#### [Task objective]
Copy out the data verbatim, beginning at the line containing "# target: sunlight on window" and continuing through the line containing "259 140 L 261", both included.

[start of Provided data]

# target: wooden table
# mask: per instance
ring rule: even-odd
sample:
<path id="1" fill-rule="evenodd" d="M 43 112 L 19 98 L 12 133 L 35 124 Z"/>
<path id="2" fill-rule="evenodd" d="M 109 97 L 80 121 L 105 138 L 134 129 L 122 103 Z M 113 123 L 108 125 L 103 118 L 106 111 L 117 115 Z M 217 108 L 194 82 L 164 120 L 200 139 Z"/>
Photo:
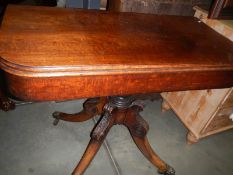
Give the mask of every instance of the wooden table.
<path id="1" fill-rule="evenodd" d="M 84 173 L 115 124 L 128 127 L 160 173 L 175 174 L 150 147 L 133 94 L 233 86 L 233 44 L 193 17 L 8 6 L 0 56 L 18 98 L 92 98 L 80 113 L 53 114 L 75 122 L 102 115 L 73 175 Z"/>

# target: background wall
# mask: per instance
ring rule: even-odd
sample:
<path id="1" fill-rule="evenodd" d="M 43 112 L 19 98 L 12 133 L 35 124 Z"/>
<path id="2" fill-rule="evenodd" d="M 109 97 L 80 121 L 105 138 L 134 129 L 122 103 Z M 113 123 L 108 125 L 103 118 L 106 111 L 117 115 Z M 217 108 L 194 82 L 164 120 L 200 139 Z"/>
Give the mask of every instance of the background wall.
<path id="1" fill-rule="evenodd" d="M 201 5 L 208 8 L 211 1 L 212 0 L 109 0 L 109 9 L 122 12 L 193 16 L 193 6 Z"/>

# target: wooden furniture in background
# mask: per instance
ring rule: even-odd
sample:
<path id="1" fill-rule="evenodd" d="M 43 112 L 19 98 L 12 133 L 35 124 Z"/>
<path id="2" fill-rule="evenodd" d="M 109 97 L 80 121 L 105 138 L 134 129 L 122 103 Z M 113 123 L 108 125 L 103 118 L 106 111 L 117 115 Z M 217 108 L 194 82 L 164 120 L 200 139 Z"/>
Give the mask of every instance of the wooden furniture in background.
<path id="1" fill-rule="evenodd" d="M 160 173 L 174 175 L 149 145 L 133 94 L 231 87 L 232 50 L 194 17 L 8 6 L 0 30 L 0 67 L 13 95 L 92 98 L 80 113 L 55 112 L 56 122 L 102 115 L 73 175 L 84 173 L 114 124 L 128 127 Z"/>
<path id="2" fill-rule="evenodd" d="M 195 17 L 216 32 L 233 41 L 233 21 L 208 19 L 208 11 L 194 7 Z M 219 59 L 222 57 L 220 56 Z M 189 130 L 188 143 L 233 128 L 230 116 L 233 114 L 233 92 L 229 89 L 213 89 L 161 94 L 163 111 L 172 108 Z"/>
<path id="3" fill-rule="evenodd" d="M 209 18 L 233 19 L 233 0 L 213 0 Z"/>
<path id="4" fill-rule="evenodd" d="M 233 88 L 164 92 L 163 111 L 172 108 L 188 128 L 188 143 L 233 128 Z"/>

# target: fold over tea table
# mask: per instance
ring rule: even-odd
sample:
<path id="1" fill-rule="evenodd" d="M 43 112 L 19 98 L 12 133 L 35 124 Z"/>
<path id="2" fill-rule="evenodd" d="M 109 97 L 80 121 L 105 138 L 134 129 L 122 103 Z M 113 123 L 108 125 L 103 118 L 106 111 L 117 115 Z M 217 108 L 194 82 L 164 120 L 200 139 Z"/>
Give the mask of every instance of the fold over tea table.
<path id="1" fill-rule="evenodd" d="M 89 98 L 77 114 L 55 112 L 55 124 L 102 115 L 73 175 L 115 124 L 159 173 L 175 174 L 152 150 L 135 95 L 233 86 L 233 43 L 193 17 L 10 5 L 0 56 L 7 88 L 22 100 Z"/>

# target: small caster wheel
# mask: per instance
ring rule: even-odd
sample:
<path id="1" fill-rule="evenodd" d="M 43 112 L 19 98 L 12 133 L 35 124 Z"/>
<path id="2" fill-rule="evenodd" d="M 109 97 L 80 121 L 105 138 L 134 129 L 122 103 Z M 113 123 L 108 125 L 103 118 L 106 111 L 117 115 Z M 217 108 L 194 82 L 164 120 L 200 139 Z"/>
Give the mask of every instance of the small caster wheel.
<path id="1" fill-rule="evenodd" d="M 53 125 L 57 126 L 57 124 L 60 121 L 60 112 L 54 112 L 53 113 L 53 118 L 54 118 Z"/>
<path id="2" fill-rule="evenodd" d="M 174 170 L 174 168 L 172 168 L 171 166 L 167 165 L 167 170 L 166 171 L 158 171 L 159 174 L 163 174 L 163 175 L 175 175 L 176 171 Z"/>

[end of Provided data]
[start of Provided data]

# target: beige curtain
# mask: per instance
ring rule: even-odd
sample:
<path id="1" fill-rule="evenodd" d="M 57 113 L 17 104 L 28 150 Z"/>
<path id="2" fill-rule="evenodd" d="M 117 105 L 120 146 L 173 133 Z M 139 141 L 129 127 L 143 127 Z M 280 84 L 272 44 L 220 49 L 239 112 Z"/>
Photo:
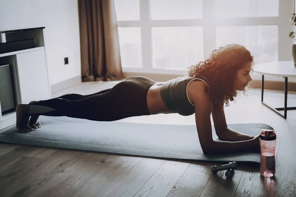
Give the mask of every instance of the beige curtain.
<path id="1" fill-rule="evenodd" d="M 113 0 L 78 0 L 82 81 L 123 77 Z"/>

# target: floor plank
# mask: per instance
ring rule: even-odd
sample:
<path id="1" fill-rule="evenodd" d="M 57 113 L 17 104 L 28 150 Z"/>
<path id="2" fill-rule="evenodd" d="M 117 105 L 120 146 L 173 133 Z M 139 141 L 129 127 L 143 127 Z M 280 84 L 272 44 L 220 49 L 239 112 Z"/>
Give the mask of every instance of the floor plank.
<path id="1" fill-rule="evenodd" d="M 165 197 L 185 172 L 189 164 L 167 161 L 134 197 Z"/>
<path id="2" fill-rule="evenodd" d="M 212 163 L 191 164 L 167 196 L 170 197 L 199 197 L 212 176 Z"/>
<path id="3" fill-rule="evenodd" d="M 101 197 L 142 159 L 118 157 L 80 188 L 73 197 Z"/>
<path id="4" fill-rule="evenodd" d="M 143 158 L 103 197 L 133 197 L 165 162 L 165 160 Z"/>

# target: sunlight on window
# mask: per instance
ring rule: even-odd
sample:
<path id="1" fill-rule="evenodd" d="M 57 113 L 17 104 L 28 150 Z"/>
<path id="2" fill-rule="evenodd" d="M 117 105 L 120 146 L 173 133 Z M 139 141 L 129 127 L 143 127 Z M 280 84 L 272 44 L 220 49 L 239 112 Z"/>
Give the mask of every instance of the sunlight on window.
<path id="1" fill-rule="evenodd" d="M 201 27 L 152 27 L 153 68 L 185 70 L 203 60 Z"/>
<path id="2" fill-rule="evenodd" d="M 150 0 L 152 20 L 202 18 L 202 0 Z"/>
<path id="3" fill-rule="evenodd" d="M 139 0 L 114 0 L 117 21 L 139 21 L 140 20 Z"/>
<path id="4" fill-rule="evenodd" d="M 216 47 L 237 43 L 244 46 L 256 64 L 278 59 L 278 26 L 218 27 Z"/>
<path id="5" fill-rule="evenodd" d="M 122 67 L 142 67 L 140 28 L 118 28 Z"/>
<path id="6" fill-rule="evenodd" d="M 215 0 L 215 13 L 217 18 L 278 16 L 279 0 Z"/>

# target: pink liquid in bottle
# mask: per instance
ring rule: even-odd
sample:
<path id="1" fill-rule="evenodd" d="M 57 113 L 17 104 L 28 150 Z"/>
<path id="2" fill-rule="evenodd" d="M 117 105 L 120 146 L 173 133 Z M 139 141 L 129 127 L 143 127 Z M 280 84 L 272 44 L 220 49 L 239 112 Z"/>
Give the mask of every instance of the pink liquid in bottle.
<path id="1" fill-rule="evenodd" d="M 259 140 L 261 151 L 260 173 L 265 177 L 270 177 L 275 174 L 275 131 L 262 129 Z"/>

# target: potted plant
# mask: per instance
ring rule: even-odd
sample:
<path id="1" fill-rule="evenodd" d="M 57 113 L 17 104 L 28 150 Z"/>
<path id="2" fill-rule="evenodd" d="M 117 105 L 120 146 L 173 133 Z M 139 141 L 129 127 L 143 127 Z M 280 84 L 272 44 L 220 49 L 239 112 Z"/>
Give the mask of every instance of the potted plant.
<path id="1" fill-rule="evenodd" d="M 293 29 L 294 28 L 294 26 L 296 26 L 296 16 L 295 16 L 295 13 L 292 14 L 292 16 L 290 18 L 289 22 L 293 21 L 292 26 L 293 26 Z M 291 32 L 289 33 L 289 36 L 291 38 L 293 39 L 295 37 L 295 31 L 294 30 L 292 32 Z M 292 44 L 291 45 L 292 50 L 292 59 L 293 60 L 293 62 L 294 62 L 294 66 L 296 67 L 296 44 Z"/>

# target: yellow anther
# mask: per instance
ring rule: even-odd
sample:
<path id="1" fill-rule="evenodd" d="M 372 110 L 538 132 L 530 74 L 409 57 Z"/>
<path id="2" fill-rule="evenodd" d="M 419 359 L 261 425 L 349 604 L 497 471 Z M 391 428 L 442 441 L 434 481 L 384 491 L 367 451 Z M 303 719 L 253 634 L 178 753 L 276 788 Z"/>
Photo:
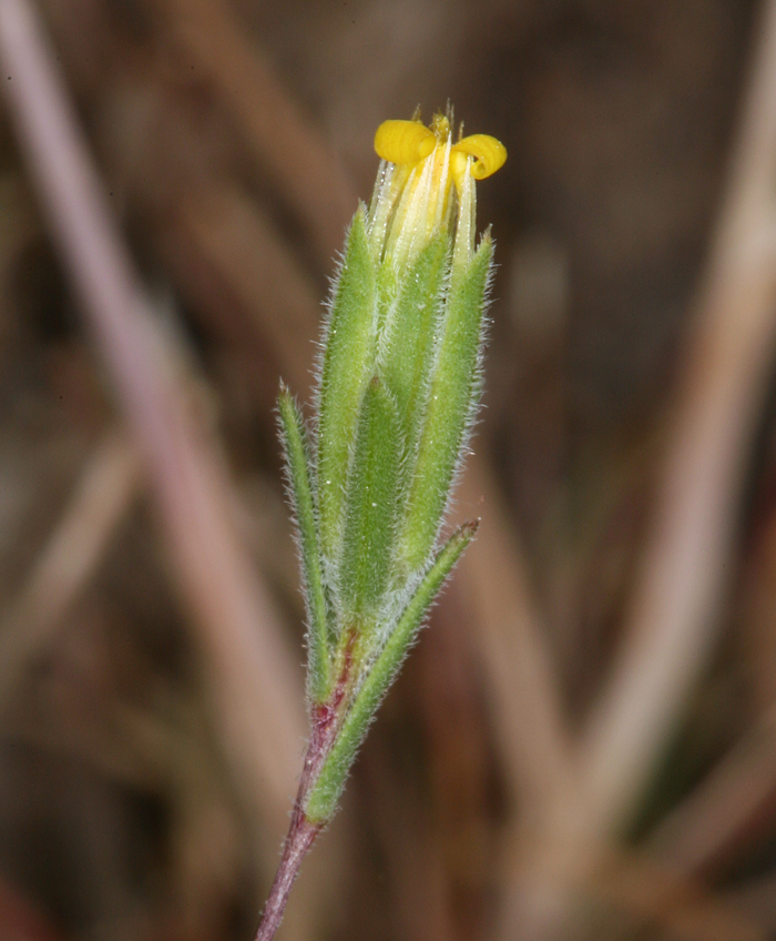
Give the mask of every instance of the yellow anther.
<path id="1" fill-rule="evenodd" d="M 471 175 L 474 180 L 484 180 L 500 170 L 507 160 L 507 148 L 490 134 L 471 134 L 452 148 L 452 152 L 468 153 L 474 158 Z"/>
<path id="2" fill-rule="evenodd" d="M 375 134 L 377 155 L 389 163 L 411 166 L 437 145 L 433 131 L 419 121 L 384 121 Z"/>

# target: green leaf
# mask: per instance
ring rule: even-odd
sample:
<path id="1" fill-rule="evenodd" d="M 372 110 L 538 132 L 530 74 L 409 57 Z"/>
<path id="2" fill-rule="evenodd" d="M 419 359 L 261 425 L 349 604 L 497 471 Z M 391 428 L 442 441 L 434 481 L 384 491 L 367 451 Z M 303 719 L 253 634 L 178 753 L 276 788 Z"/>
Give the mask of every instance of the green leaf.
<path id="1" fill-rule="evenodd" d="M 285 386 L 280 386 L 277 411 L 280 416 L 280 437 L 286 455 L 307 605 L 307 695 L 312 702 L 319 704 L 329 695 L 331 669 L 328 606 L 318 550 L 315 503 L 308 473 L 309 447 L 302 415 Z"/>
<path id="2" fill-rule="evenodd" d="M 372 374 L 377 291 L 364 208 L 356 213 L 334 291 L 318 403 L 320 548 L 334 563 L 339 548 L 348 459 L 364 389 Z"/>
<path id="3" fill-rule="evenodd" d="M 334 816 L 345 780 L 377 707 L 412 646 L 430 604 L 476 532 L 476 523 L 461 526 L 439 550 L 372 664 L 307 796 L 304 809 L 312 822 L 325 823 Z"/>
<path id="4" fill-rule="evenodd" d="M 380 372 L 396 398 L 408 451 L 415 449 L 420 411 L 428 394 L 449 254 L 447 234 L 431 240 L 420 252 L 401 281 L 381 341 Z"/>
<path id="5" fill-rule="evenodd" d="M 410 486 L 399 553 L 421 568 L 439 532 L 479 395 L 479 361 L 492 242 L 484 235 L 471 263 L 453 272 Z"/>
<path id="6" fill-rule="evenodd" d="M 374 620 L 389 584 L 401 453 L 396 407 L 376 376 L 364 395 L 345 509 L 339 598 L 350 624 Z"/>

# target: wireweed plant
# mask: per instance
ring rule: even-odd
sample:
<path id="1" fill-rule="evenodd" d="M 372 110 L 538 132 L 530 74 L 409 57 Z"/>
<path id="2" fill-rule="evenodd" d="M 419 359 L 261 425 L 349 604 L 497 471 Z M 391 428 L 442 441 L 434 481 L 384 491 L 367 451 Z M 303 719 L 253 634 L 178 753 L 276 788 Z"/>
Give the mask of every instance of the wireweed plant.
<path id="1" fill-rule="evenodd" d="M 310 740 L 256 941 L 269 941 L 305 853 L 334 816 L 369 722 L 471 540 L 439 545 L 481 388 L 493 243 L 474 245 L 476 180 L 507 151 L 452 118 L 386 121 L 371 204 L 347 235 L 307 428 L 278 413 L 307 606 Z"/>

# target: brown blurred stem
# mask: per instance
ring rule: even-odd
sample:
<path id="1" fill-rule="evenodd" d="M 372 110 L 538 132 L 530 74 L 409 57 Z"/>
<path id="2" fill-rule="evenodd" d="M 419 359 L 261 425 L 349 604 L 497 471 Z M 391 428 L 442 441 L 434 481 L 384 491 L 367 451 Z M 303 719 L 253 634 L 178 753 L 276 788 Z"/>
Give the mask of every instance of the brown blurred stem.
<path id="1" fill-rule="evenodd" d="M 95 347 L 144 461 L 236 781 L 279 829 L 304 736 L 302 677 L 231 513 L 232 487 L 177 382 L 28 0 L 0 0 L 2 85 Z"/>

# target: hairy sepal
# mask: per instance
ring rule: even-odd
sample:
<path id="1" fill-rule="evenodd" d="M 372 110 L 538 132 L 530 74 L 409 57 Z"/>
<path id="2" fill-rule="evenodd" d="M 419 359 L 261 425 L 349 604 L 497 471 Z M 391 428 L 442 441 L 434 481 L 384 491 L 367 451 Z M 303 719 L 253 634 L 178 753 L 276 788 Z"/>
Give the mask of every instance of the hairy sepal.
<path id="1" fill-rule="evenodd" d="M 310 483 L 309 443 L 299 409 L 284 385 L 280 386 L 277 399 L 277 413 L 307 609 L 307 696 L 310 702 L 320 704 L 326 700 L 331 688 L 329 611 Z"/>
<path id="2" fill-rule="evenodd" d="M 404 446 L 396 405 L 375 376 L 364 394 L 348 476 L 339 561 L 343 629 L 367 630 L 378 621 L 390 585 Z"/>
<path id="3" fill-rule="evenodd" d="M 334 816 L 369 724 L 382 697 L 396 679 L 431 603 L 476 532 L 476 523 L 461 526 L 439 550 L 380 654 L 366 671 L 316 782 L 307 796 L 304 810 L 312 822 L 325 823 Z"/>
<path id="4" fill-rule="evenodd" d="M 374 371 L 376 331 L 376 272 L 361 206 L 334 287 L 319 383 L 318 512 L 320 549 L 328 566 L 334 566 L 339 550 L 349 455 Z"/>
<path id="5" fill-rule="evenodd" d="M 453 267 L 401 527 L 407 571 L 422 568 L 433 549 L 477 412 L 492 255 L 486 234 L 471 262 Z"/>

[end of Provided data]

#### [The output]
# target: sunlight on window
# mask: per instance
ring rule: even-odd
sample:
<path id="1" fill-rule="evenodd" d="M 57 113 L 17 104 L 28 150 Z"/>
<path id="2" fill-rule="evenodd" d="M 117 105 L 120 146 L 173 133 Z M 139 141 L 129 127 L 143 127 Z M 280 84 L 272 44 L 220 49 L 239 112 Z"/>
Give the mask of every instance of the sunlight on window.
<path id="1" fill-rule="evenodd" d="M 201 27 L 152 27 L 153 68 L 185 70 L 203 60 Z"/>
<path id="2" fill-rule="evenodd" d="M 150 0 L 152 20 L 202 18 L 202 0 Z"/>
<path id="3" fill-rule="evenodd" d="M 139 0 L 114 0 L 117 21 L 139 21 L 140 20 Z"/>
<path id="4" fill-rule="evenodd" d="M 216 47 L 237 43 L 244 46 L 256 64 L 278 59 L 278 26 L 218 27 Z"/>
<path id="5" fill-rule="evenodd" d="M 122 67 L 142 67 L 140 28 L 118 28 Z"/>
<path id="6" fill-rule="evenodd" d="M 215 0 L 215 13 L 217 18 L 278 16 L 279 0 Z"/>

# target: pink liquid in bottle
# mask: per instance
ring rule: even-odd
sample:
<path id="1" fill-rule="evenodd" d="M 57 113 L 17 104 L 28 150 Z"/>
<path id="2" fill-rule="evenodd" d="M 117 105 L 120 146 L 173 133 Z M 139 141 L 129 127 L 143 127 Z M 280 84 L 272 44 L 220 49 L 239 112 Z"/>
Give the mask of every instance of the pink liquid in bottle.
<path id="1" fill-rule="evenodd" d="M 259 140 L 261 151 L 260 173 L 265 177 L 270 177 L 275 174 L 275 131 L 262 129 Z"/>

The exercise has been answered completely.